Go through the material below and copy out each line that contains the word "ceiling", skipping all other lines.

Available data —

◆ ◆ ◆ ◆ ◆

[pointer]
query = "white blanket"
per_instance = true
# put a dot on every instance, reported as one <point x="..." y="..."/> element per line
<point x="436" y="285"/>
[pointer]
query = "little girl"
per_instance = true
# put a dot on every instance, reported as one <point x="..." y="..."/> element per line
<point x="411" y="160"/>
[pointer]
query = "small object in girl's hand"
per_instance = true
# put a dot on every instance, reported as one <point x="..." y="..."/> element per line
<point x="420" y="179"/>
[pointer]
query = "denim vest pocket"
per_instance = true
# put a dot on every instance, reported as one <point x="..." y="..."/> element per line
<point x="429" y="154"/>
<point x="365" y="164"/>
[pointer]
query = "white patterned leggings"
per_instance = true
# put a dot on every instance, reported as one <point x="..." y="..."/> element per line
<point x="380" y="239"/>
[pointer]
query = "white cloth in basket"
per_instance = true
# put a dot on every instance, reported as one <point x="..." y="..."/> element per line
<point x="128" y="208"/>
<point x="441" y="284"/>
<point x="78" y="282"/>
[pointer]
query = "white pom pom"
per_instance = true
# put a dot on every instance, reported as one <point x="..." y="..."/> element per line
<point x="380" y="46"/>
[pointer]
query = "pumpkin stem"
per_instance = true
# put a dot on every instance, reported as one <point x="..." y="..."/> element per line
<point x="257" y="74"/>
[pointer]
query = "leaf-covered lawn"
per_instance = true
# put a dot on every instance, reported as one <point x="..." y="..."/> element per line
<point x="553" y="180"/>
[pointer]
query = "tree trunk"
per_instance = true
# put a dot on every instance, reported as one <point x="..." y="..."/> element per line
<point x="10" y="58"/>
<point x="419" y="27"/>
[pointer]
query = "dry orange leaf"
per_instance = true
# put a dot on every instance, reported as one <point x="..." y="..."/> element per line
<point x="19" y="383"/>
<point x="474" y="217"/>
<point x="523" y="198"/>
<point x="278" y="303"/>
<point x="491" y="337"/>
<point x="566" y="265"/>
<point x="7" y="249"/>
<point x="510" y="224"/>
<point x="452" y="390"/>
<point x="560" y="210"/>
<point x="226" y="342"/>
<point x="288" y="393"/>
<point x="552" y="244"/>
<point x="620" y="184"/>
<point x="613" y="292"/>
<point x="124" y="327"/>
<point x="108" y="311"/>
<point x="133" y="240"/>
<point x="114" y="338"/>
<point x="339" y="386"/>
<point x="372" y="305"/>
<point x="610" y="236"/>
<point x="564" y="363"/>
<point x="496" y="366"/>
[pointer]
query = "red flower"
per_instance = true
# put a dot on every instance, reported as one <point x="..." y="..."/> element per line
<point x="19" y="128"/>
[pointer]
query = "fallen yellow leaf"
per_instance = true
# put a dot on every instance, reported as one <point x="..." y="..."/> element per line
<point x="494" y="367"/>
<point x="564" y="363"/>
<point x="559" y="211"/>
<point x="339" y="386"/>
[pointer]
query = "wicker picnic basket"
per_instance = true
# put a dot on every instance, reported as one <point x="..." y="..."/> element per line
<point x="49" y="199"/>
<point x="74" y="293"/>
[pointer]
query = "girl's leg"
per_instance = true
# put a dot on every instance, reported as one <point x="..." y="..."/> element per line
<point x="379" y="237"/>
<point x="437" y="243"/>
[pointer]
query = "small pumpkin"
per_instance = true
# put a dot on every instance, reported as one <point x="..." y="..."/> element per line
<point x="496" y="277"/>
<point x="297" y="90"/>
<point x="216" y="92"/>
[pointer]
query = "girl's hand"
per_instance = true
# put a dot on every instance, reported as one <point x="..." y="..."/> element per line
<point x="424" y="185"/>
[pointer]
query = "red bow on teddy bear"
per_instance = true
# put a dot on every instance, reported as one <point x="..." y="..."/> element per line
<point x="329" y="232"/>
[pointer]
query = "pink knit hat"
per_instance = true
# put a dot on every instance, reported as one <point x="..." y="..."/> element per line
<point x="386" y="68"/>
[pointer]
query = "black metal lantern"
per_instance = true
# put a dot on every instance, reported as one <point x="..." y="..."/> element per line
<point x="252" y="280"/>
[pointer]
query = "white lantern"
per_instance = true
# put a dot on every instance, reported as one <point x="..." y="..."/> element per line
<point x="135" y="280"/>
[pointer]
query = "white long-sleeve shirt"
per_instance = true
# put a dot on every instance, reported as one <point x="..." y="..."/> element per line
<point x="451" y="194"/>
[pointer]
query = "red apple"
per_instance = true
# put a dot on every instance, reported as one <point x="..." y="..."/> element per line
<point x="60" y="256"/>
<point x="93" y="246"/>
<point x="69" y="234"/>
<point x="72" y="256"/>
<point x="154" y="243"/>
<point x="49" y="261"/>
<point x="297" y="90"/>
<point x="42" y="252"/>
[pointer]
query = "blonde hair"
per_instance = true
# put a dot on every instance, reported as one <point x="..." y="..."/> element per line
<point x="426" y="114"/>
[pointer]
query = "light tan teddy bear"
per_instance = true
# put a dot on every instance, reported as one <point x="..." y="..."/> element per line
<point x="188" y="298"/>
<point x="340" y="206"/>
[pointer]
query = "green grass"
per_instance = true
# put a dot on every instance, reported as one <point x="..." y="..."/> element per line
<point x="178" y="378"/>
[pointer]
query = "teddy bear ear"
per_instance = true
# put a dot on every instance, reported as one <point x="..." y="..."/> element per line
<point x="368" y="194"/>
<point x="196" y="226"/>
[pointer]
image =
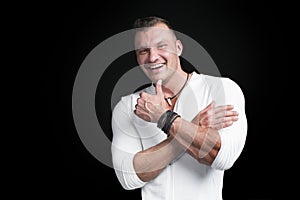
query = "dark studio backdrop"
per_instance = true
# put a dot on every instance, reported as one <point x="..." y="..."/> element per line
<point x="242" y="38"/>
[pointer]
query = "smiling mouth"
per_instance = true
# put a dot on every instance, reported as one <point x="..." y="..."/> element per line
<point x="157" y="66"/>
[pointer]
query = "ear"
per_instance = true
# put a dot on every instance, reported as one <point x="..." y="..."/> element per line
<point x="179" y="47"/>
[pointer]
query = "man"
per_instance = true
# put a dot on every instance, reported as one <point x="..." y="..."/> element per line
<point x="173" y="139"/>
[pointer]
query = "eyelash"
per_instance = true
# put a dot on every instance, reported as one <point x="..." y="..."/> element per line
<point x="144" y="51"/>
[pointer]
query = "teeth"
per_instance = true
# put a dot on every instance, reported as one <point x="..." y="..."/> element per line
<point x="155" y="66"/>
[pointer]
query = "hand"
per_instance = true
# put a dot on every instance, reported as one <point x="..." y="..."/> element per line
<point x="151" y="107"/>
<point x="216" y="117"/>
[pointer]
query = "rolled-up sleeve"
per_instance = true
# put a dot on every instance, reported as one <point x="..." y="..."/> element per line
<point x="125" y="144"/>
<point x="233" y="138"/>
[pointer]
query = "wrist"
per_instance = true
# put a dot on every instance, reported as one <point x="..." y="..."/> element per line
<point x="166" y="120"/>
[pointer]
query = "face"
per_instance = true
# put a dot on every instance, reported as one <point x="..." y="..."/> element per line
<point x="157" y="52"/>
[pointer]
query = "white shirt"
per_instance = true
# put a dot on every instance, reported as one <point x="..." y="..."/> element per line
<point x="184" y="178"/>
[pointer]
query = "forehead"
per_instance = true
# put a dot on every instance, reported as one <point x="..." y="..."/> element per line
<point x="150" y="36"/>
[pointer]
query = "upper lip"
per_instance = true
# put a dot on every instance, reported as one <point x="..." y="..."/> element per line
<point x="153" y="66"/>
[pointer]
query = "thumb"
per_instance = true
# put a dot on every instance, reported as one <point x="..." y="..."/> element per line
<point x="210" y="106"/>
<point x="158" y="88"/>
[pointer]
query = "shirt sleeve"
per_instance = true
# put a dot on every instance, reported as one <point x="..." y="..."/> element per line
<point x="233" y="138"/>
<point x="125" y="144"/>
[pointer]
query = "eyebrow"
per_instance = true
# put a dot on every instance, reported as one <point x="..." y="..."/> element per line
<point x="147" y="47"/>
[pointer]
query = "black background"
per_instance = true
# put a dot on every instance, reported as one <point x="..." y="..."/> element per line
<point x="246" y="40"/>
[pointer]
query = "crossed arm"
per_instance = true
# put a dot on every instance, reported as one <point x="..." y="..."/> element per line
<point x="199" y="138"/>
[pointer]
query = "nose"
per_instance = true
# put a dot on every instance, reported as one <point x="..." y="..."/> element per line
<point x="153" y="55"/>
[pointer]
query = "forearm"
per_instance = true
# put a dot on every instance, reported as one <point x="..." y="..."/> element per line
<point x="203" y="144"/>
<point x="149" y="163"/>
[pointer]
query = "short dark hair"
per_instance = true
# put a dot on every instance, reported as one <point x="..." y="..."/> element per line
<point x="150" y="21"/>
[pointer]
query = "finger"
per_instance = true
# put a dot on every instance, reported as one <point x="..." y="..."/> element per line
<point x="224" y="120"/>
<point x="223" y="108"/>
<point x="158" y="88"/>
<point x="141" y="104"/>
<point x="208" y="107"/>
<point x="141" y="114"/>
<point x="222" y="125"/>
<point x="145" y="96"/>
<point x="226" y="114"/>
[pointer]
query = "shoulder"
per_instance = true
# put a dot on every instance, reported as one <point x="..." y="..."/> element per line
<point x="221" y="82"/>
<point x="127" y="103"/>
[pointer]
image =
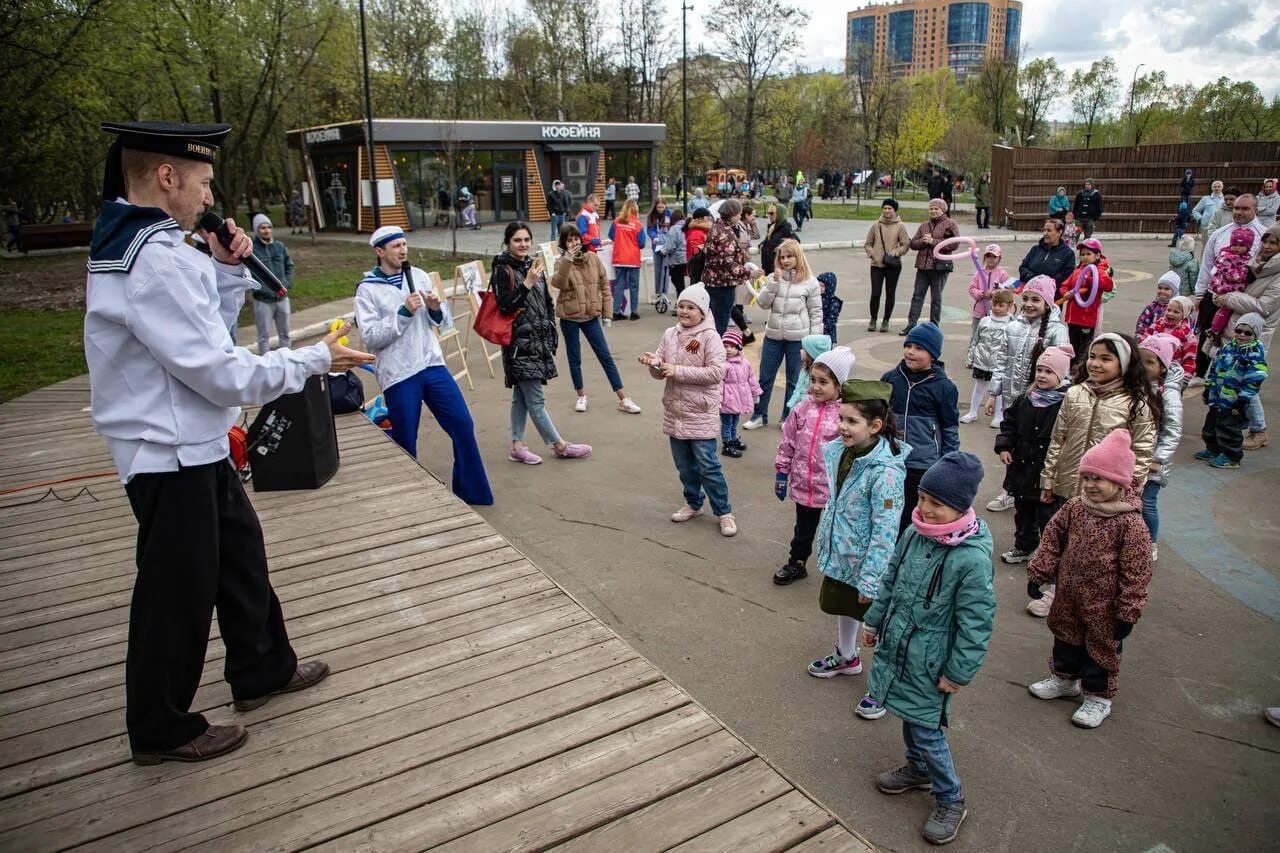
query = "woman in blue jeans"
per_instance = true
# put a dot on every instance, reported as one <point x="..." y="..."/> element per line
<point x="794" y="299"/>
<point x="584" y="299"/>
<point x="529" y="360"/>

◆ ◆ ◆ ◆ ◆

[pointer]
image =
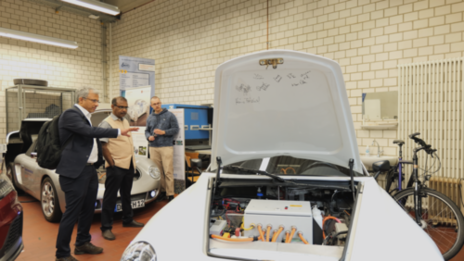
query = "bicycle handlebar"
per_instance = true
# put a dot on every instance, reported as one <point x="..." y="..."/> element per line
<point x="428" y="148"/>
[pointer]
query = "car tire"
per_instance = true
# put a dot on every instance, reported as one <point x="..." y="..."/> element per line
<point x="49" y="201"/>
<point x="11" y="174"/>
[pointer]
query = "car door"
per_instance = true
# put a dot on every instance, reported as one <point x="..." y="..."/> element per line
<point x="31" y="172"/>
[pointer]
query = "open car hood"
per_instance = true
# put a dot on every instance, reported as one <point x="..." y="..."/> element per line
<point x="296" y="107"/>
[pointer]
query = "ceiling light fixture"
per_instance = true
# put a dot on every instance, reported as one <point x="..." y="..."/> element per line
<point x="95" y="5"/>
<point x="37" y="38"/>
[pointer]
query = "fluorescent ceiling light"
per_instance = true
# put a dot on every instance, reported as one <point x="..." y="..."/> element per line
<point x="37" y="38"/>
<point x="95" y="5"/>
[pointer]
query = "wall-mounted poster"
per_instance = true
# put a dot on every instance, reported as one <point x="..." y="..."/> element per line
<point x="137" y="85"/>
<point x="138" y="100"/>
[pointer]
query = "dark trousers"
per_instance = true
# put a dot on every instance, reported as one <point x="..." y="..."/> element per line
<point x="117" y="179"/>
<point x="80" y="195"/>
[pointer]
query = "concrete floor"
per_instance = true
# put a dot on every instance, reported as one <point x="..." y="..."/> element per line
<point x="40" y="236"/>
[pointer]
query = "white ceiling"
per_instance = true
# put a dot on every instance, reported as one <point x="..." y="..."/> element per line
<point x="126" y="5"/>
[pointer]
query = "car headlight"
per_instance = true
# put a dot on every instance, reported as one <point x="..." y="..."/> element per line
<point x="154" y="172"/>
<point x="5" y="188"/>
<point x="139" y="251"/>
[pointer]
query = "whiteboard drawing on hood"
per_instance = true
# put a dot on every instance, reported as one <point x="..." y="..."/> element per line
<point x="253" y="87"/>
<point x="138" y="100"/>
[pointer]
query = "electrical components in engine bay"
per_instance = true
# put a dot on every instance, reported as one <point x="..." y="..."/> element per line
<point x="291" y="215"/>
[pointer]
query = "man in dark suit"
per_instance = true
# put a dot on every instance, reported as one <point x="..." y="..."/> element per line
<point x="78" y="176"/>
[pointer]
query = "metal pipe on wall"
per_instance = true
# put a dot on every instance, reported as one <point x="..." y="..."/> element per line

◆ ◆ ◆ ◆ ◆

Response below —
query = "ceiling light fixture"
query = "fluorescent ceiling light"
query = "white ceiling"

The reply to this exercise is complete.